提供文章

【出張報告】春のアカデミー(Ecole de printemps)、フランクフルト大会
2011年5月16–20日、美術史に関する国際学術集会 Ecole de printemps がドイツ、フランクフルト・アム・マインで開催され、UTCPからは中期教育プログラム「イメージ研究の再構築」事業推進担当者の三浦篤さん、同プログラムPD研究員の小泉順也さん、小澤京子さんが参加しました。
(Ecole de printemps に関してはこちら)。
ドイツのマイン川沿いの金融都市フランクフルトに行くのは、今回が初めて。高層ビルと住宅に公園と並木道が絶妙にブレンドされた街路を、ホテルから大学まで20分くらいかけて毎朝歩いて行くのは気持ちよいものだった。
今年の第9回大会は、昨年のフィレンツェ大会と比べると、5日間のうち見学会を半日に抑えてそれ以外をすべて発表にまわし(計43人)、文字通り朝から夕方まで、指導する教員たちも加わり英仏独伊の4カ国語が飛び交う活発な議論の質は高かった。加えて、日替わりのレスポンダント2人が毎日その日の発表をレジュメし、議論をさらに深めるというやり方も効果的で、欧米主要国の美術史大学院生たちによる合宿の雰囲気が濃厚に漂う。今年は教員の発表を少なくして「円卓会議」を設けていた。
今回のテーマはずばり「芸術家」。西洋における芸術家という存在をめぐる概念、神話、イメージなど可能な限りの問題系を取り上げ、9セクションに分けて検討するという壮大な枠組みであった。問題によって発表数にかなり幅があったのは、学生たちの現在の関心を反映していて興味深い。発表のレベルは総じて高かったと言える。
昨年の大会にUTCPから派遣され発表した私[三浦]が、この大会から日本側組織委員の役目を負うことになり、オープニング・セクションの司会も担当した。美術史学会を通じて公募した日本人学生の発表(2人)は小泉順也と小澤京子が担った。両名は各々仏語と英語で発表したが、欧米の学生たちのほとんが母国語で発表していることを考えると、その努力と成果を多としたい。

生データ
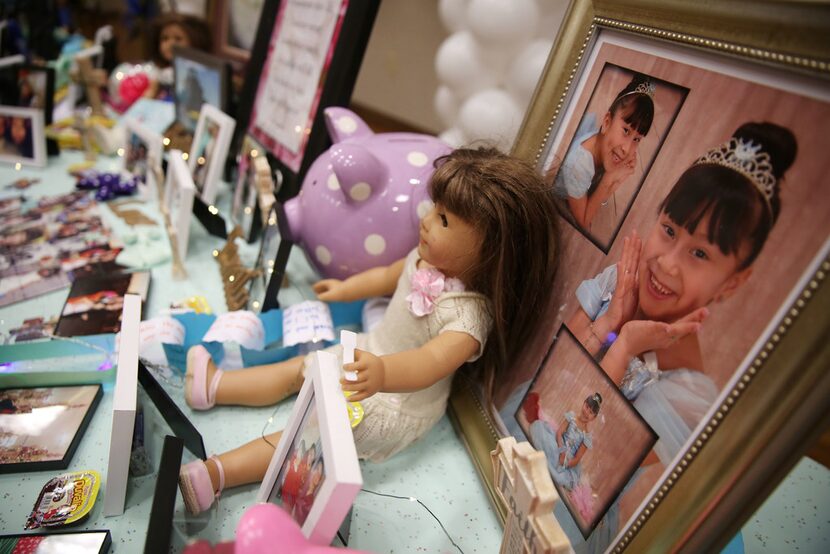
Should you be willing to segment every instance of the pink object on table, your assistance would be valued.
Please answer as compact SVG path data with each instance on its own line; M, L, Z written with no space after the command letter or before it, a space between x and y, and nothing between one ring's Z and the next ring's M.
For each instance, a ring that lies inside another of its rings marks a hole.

練習問題
上の出張報告のうち、「今年の第9回大会は、昨年のフ」から「て「円卓会議」を設けていた。」までを、その語句も含めて一字一句そのまま繰り返してください。

解答例
今年の第9回大会は、昨年のフィレンツェ大会と比べると、5日間のうち見学会を半日に抑えてそれ以外をすべて発表にまわし(計43人)、文字通り朝から夕方まで、指導する教員たちも加わり英仏独伊の4カ国語が飛び交う活発な議論の質は高かった。加えて、日替わりのレスポンダント2人が毎日その日の発表をレジュメし、議論をさらに深めるというやり方も効果的で、欧米主要国の美術史大学院生たちによる合宿の雰囲気が濃厚に漂う。今年は教員の発表を少なくして「円卓会議」を設けていた。